Recopiez, s'il vous plaît, le passage du jugement ci-dessous qui commence par « AVOCATS INSCRITS AU » et se termine par « Canada pour les intimés. ».

Texte du document:
= = = =

James Gorham pour les intimés.
Paul J. J. Cavalluzzo et Adrienne Telford pour l’intervenant.
AVOCATS INSCRITS AU DOSSIER
Rocco Galati Law Firm Professional Corporation, Toronto, pour le demandeur.
Le sous-procureur général du Canada pour les intimés.
Cavalluzzo Shilton McIntyre & Cornish LLP/s.r.l., Toronto, pour l’intervenant.
Ce qui suit est la version française des motifs du jugement rendus par
Le juge Evans, J.C.A. :
A. INTRODUCTION
[1] Le Conseil canadien de la magistrature (CCM) est tenu par la loi d’enquêter sur les plaintes d’inconduite concernant les juges nommés par le gouvernement fédéral. L’enquête peut donner lieu à une recommandation au ministre de la Justice selon laquelle le juge concerné n’est plus en mesure d’assumer ses fonctions judiciaires en raison d’une conduite répréhensible et devrait être démis de ses fonctions. La fonction disciplinaire du CCM est de nature délicate : elle suppose l’examen de questions liées à l’indépendance et à la responsabilité des juges, ainsi qu’à la confidentialité et à la transparence. Cet examen doit être guidé par l’intérêt public à l’égard de l’administration de la justice au sens le plus large et selon certaines acceptions plus restreintes du terme.
[2] Une question importante concernant le processus d’enquête du CCM est soulevée en l’espèce. Lorsqu’une personne demande le contrôle judiciaire de la décision du président du Comité sur la conduite des juges (le président) de rejeter une plainte formulée contre un juge, le CCM doit‑il divulguer un rapport confidentiel rédigé par un avocat de l’extérieur dans le but d’aider le président à examiner la plainte?

= = = =

Matériel fourni:
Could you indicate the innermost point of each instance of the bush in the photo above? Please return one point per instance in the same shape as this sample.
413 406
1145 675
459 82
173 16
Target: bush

= = = =

Résultat obtenu:
AVOCATS INSCRITS AU DOSSIER
Rocco Galati Law Firm Professional Corporation, Toronto, pour le demandeur.
Le sous-procureur général du Canada pour les intimés.